__READING PASSAGE__
· · · · ·

It's an awful way to look at it, but Bush rode the wave of hysteria and confusion that developed during and certainly after 9/11. His popularity from that one terrible event carried him through his first term and propelled him (with the help of weak Dem candidates) to a second.

I think that if people really looked at his record and studied his lopsidedly leftist leanings, history might have been different. That and the fact that the Dems have and still cater to the philosophies of the loony lefty fringe and can’t run a candidate that has a chance of beating an opposition candidate. No matter who it is.

That’s why it beats me that they can’t stand Bush. He’s more like them than us.

Posted by: asdf on October 25, 2007 07:52 AM

I would like him more if he left in his wake more dead Muslims. There was a hell of a lot of killing to do after 9/11 and we're not nearly there yet.

Posted by: Homer J. Fong on October 25, 2007 08:56 AM

I think that a lot of the necessary killing has been done and there will be more to follow no matter who occupies the Oval Office.

But, we can't afford anymore GW and although we don't know yet what kind of bargain we'll be getting next time, I'll be happy on 1-20-09. He's unfortunately demonstrated that he's a Globalist who will help to sell pieces of this country off in the name of international business and for the purposes of global interests.

Not that fraud Clinton didn't do that as well, but here's hoping that our next CIC is more Buchananeque when it comes to the sovereignty of our country.

· · · · ·

__SUPPLIED MATERIAL__
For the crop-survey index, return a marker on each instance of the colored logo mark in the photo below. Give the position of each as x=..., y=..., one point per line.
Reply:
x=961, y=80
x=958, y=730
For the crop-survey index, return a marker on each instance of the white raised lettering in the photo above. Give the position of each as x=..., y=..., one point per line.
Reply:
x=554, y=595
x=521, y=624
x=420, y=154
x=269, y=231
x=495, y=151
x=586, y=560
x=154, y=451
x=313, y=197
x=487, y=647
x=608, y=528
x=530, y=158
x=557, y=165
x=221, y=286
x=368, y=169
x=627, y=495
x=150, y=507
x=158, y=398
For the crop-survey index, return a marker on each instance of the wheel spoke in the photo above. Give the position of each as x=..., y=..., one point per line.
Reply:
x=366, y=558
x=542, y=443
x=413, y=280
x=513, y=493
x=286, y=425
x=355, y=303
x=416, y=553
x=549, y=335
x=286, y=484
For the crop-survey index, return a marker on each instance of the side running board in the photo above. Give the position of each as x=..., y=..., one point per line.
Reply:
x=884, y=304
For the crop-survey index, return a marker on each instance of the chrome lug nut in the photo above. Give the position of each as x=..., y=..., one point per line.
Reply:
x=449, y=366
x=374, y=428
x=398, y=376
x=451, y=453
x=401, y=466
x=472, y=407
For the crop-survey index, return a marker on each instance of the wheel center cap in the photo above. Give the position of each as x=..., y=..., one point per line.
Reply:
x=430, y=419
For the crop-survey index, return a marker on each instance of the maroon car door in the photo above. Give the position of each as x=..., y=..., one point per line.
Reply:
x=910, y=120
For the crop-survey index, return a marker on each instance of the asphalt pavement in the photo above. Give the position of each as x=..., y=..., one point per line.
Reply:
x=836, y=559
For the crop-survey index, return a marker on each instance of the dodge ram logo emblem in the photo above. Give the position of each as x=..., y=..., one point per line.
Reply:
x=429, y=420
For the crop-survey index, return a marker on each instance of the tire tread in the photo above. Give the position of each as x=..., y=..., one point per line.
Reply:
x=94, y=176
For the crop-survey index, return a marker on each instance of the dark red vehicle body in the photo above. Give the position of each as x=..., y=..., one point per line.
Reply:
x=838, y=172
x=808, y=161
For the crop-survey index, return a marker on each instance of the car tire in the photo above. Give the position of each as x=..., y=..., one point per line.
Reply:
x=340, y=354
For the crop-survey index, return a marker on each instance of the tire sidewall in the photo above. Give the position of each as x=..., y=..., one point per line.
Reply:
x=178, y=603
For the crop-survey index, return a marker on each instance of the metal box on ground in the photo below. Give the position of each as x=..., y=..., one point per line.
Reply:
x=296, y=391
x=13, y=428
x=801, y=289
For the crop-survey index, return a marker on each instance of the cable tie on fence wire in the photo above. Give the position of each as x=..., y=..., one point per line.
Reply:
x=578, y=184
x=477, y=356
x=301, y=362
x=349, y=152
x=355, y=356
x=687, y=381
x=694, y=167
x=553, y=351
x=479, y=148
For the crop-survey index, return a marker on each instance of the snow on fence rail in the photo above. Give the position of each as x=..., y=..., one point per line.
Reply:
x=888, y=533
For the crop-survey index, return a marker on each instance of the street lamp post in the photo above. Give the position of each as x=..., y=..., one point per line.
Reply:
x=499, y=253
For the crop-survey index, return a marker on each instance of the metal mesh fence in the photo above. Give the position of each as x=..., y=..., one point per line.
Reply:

· · · · ·

__EXERCISES__
1. In the comment thread, on what date does the last commenter say they will be happy?
2. Retype the comment thread, starting at "It's an awful" and ending at "to a second.".

__EXPECTED RESPONSES__
1. 1-20-09

2.
It's an awful way to look at it, but Bush rode the wave of hysteria and confusion that developed during and certainly after 9/11. His popularity from that one terrible event carried him through his first term and propelled him (with the help of weak Dem candidates) to a second.